Write out the records that appear below, verbatim and complete, but without pictures.

■ TASK INPUT:
--- START ---

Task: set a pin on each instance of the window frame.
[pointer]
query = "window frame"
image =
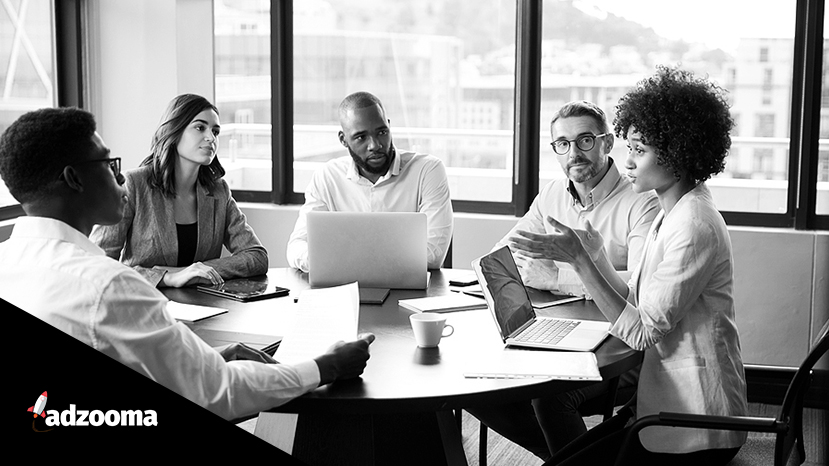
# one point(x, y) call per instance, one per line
point(805, 118)
point(69, 73)
point(807, 76)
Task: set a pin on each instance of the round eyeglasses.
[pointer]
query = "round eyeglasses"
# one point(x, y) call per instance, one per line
point(584, 142)
point(114, 165)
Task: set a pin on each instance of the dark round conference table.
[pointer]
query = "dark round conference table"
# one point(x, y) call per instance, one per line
point(402, 407)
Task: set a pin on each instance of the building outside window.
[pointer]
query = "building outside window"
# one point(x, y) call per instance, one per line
point(445, 69)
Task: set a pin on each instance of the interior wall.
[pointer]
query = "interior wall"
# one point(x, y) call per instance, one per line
point(141, 59)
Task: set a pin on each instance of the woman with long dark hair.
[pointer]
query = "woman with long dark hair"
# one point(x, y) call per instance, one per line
point(180, 211)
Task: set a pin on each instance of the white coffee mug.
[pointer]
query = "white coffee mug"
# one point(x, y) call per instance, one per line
point(429, 328)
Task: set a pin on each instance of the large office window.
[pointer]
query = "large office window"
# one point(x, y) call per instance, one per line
point(27, 78)
point(446, 71)
point(597, 50)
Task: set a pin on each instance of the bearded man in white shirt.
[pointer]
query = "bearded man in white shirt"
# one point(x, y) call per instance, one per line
point(59, 169)
point(376, 178)
point(593, 191)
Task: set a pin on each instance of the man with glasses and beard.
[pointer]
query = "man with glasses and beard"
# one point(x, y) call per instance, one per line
point(56, 165)
point(376, 178)
point(595, 194)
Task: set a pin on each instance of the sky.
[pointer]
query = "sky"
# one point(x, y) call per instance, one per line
point(718, 23)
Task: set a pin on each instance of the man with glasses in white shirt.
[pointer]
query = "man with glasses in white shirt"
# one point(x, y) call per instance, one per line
point(59, 169)
point(593, 191)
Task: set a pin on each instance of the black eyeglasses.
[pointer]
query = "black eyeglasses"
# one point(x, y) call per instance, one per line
point(114, 165)
point(584, 142)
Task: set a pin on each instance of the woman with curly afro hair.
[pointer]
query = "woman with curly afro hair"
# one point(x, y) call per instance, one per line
point(678, 306)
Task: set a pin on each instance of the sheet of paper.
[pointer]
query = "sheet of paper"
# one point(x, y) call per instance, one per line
point(192, 312)
point(325, 316)
point(517, 364)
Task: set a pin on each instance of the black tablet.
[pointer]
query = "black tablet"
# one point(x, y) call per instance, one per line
point(245, 289)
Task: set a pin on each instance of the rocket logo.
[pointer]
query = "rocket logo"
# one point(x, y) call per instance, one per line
point(39, 406)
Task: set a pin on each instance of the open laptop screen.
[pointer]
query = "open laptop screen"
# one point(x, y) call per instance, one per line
point(510, 302)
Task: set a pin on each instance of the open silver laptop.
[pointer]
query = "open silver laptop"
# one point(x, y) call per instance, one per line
point(375, 249)
point(510, 304)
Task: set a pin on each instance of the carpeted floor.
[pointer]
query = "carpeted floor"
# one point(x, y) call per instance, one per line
point(503, 452)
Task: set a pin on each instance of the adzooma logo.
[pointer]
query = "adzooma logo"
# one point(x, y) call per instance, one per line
point(82, 417)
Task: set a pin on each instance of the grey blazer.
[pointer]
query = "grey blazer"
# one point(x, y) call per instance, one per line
point(146, 236)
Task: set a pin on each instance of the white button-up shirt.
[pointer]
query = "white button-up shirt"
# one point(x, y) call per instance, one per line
point(413, 183)
point(622, 216)
point(55, 273)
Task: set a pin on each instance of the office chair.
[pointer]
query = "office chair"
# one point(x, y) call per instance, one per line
point(601, 405)
point(788, 425)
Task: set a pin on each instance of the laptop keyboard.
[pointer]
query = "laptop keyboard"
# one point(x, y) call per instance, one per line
point(547, 331)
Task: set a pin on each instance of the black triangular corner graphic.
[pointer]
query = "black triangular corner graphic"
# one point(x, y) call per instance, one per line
point(73, 373)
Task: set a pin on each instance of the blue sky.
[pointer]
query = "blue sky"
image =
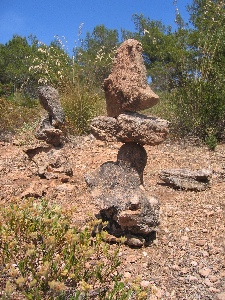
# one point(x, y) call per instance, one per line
point(48, 18)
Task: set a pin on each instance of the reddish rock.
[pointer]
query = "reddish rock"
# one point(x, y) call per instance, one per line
point(126, 88)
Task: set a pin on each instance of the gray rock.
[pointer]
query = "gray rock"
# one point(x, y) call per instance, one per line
point(49, 99)
point(133, 155)
point(130, 127)
point(50, 163)
point(122, 202)
point(126, 88)
point(51, 129)
point(198, 180)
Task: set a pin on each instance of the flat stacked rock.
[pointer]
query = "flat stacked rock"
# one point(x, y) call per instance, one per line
point(117, 187)
point(185, 179)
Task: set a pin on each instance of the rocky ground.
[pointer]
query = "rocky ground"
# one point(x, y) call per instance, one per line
point(187, 259)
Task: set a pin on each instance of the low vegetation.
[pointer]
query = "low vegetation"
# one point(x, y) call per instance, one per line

--- END ---

■ YOUR RESPONSE:
Task: set a pin on each instance of the window frame.
[pointer]
query = "window frame"
image =
# one point(x, y) call per instance, one per line
point(805, 118)
point(69, 73)
point(807, 76)
Task: set a pin on each instance of the round eyeglasses.
[pointer]
query = "round eyeglasses"
# one point(x, y) call per instance, one per line
point(584, 142)
point(114, 165)
Task: set a pin on each instance of the dark round conference table.
[pointer]
query = "dark round conference table"
# one point(x, y) call per instance, one per line
point(402, 407)
Task: set a pin on each instance of the building outside window.
[pointer]
query = "building outside window"
# one point(x, y) call per instance, one per line
point(445, 69)
Task: set a pin on each instance of the interior wall.
[pointer]
query = "interior wall"
# one point(x, y) call per instance, one per line
point(141, 59)
Task: set a pin on each instance of the woman with long dark hair.
[pointer]
query = "woman with long dark hair"
# one point(x, y) call per instance, one per line
point(180, 211)
Task: set a pin on each instance of the white coffee mug.
[pointer]
query = "white coffee mug"
# one point(x, y) call per instance, one per line
point(429, 328)
Task: set a pin on each instance of the large office window.
[pointer]
query = "large office window"
# one point(x, y) call per instance, one per line
point(27, 78)
point(446, 71)
point(597, 50)
Task: set a pin on each instance of the bearded man in white shirt.
[pointer]
query = "bearded man in white shirt"
# one point(x, y) call per instance, one per line
point(59, 169)
point(376, 178)
point(593, 191)
Task: set a pin on each instance of the man with glasses and beard.
[pointer]
query = "man with glasses and beard"
# one point(x, y) call per instance, one per line
point(56, 165)
point(376, 178)
point(595, 194)
Task: set a pin on each instance of the sky.
[pointer]
query = "sky"
# one point(x, y) call per instance, one per line
point(718, 23)
Task: set a pin on each instance of the man with glasses in white shirt.
[pointer]
query = "man with glasses in white shirt"
# one point(x, y) call per instance, one per line
point(59, 169)
point(593, 191)
Task: set a pin on each instance of the black eyeglasses.
[pointer]
query = "black eyeglasses"
# one point(x, y) call per instance, one per line
point(114, 165)
point(584, 142)
Task: set a pin on each instance of the woman with curly afro hair.
[pointer]
query = "woman with curly afro hair"
# one point(x, y) call per instance, one per line
point(678, 306)
Task: set a pin on each instance of the sheet of paper.
[pointer]
query = "sheet of paper"
# one point(x, y) call per instance, one per line
point(192, 312)
point(325, 316)
point(517, 364)
Task: set a pin on each instance of the black tablet.
[pointer]
query = "black tablet"
# one point(x, y) call per instance, one per line
point(245, 289)
Task: set a pin on each instance of the rocket logo.
[pointer]
query = "rocket logo"
# one point(x, y) call per instance, one per line
point(39, 406)
Task: set a pin on each instance of the open laptop screen.
[pointer]
query = "open laptop screen"
# one point(x, y) call per instance, one per line
point(510, 302)
Task: set a pin on each instance of the open silver laptop.
[pointer]
query = "open silver laptop"
# one point(x, y) call per instance, one per line
point(375, 249)
point(510, 304)
Task: set a pin on each instance of the carpeted floor.
[pointer]
query = "carpeted floor"
# one point(x, y) call per instance, one per line
point(503, 452)
Task: set a pin on each instance of the adzooma logo.
[pointer]
query = "adzooma logo"
# one point(x, y) call per instance, one per line
point(82, 417)
Task: set a pin on each instance of the grey blazer.
[pointer]
query = "grey blazer"
# one point(x, y) call per instance, one per line
point(146, 236)
Task: set a pin on each instance of the white button-up shirt.
[pointer]
query = "white button-up shirt"
# one point(x, y) call per instance, one per line
point(413, 183)
point(622, 216)
point(55, 273)
Task: set a pin on each instance of the office chair.
[pointer]
query = "office chair"
# one point(x, y) call per instance, one per line
point(601, 405)
point(788, 425)
Task: set a pin on each instance of the laptop keyboard.
[pointer]
query = "laptop keyboard"
# one point(x, y) call per instance, one per line
point(547, 331)
Task: set a pin on each instance of the black triangular corner graphic.
[pointer]
query = "black triangular corner graphic"
# one point(x, y) call per instance, one per line
point(73, 373)
Task: set a pin on each instance of the blue sky.
[pointer]
query = "blue sky"
image =
# one point(x, y) call per instance, one per line
point(48, 18)
Task: set a pin on each instance of the reddish rock.
[pointer]
query = "reddish rock"
# one point(x, y) call per instance, one per line
point(126, 88)
Task: set a pin on each instance of the gray rock.
[pointer]
query = "gray rock"
# one point(x, y) call per instance, one per line
point(49, 99)
point(133, 155)
point(130, 127)
point(50, 163)
point(122, 202)
point(126, 88)
point(51, 129)
point(198, 180)
Task: set a pin on each instance of the flat stacked rock.
[pointer]
query = "flat stacked rock"
# one point(x, y) call per instance, one per line
point(117, 187)
point(185, 179)
Task: set a pin on each instance of the rocky ground.
[pointer]
query = "rocky ground"
# one point(x, y) call per instance, one per line
point(187, 259)
Task: set a pin on each instance of the low vegetation.
[pointer]
query = "low vegetation"
# one point(x, y) call per instance, one per line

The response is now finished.